*WHAT THE EXERCISE ASKS*. From the line with "of the advertising" to the final line, print the records exactly as they are.

*PROVIDED INFORMATION*.
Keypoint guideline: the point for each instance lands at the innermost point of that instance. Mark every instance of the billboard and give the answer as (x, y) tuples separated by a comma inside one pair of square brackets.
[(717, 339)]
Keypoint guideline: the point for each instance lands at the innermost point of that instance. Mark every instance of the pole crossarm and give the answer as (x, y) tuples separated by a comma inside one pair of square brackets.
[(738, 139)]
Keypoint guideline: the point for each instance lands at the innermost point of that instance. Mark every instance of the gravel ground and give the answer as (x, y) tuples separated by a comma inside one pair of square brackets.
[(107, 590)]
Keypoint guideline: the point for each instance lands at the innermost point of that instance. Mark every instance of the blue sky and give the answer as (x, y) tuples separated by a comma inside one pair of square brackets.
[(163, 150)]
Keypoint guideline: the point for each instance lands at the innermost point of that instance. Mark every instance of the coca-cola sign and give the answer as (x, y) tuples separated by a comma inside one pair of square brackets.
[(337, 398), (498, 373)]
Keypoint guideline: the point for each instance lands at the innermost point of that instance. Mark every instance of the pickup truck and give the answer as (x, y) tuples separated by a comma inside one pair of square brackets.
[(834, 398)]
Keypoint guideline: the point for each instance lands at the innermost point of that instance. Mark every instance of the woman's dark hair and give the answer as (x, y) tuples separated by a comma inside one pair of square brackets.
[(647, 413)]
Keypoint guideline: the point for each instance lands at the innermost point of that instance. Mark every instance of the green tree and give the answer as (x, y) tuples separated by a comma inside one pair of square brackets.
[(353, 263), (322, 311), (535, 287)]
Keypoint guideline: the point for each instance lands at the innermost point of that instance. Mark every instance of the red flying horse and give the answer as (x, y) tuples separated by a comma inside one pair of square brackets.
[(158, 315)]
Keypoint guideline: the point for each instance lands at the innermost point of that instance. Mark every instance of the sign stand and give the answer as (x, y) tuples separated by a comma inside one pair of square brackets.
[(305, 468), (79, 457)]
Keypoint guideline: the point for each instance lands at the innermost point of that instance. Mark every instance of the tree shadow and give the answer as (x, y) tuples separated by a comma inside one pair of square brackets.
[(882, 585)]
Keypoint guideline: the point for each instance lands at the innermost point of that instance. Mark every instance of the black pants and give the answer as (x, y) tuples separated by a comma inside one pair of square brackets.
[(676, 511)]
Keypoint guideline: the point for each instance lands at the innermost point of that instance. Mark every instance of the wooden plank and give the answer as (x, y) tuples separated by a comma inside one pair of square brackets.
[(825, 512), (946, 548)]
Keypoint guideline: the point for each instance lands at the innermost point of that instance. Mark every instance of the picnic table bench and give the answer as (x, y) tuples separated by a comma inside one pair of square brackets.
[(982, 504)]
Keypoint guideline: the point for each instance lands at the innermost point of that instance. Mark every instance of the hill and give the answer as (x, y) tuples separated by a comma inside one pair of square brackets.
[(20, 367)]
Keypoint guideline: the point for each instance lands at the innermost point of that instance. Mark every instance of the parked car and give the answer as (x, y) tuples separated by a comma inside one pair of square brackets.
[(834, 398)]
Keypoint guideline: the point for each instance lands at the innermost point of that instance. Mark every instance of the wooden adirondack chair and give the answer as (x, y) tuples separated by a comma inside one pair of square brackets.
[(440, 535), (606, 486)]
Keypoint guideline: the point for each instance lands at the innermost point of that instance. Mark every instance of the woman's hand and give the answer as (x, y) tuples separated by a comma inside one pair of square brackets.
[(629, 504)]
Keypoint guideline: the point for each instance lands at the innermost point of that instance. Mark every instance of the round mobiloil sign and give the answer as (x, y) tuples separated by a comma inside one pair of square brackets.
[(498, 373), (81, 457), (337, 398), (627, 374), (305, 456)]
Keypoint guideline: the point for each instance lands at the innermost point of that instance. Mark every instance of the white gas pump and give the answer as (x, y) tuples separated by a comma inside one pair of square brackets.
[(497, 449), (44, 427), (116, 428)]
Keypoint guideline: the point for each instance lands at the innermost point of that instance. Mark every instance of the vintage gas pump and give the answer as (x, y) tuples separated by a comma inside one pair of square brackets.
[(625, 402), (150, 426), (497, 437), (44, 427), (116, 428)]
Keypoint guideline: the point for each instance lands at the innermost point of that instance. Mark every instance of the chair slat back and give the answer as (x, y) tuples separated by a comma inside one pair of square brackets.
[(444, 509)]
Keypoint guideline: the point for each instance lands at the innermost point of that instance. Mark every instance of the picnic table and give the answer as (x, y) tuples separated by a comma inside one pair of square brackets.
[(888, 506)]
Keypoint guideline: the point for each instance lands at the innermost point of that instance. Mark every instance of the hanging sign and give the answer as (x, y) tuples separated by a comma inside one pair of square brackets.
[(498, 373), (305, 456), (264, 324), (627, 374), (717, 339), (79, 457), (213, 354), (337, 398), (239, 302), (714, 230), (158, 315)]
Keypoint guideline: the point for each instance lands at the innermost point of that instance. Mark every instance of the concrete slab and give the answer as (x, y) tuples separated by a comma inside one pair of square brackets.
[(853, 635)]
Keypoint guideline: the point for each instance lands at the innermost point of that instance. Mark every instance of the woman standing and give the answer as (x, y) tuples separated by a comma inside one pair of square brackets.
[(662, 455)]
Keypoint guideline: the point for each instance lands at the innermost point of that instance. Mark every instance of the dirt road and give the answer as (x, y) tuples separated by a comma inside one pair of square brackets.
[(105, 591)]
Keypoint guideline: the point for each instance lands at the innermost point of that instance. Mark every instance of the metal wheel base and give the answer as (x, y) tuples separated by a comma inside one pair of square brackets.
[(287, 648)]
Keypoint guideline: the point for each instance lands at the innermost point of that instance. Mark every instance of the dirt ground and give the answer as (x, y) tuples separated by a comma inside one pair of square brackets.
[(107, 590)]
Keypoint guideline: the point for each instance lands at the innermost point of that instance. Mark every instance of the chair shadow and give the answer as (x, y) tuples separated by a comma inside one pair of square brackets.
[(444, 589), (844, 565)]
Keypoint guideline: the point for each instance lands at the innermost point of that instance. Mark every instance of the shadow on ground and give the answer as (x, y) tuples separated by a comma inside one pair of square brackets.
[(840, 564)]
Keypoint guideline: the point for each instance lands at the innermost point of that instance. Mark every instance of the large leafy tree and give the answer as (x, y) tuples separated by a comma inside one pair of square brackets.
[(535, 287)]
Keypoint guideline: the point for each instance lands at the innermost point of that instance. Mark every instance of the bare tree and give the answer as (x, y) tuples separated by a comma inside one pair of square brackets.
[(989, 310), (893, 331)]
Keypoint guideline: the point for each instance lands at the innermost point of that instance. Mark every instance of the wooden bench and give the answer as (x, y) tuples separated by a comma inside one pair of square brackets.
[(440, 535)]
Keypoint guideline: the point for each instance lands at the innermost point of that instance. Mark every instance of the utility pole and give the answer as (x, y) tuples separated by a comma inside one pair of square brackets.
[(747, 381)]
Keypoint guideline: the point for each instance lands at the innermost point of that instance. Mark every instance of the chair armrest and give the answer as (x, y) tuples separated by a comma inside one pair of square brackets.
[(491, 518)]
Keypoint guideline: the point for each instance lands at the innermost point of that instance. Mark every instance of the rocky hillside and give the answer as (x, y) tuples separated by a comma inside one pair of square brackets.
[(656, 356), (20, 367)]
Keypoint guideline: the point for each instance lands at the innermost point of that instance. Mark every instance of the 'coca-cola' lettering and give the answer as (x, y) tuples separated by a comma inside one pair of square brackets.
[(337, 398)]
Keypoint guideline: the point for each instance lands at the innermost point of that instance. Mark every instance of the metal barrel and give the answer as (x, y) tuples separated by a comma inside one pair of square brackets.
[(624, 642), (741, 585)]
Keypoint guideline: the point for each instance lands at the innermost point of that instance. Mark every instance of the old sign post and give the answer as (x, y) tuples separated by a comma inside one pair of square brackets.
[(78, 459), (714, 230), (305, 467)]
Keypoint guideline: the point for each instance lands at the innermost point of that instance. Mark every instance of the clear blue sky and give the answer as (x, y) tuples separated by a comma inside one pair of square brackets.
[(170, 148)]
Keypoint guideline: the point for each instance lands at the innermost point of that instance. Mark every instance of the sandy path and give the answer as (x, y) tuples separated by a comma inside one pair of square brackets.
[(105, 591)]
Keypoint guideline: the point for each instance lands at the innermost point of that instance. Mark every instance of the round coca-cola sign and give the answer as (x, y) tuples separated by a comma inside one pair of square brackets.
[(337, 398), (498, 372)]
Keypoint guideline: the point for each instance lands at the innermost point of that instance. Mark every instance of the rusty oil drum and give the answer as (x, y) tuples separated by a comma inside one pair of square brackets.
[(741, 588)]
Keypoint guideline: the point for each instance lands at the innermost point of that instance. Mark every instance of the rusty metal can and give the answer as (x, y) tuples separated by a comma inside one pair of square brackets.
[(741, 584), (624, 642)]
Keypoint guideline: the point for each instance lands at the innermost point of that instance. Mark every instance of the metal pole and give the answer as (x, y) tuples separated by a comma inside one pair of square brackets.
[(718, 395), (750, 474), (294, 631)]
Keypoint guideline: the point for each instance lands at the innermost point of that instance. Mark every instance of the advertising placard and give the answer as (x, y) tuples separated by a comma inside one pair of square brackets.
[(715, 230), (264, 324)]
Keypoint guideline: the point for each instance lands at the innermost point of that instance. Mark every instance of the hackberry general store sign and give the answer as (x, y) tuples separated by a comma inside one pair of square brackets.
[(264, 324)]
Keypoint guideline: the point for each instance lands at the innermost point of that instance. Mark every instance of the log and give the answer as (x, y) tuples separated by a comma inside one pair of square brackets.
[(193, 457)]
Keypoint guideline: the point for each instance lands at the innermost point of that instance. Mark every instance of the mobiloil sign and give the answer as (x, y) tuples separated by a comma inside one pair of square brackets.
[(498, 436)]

*ANSWER FOR THIS EXERCISE*.
Keypoint guideline: the point for each instance lands at the innermost point of that instance. Mark every instance of the advertising placard and give the answer as (x, y) tuples separated by a comma inside one pair of square brackets.
[(715, 230), (264, 324)]
Keypoint guideline: the point for each instance lands at the innermost point of that instance. Mark every instance of the hackberry general store sign and give the answer as (x, y) tuples separated by a comma inside one pair of square brackets.
[(264, 324)]
Keypoint guideline: the point for each instance lands at the innermost point of that instance. Mark every instance of the log and give the answer as (x, y) tuples separated by a comma inside one pair of square brackets.
[(193, 457)]
Keypoint guideline: the point for each instance lands at the innermost point of that instance. Mark every instance of the mobiloil sign and give the answer as (x, y) tuples separated by a comma inside one pair of square brackets.
[(498, 436)]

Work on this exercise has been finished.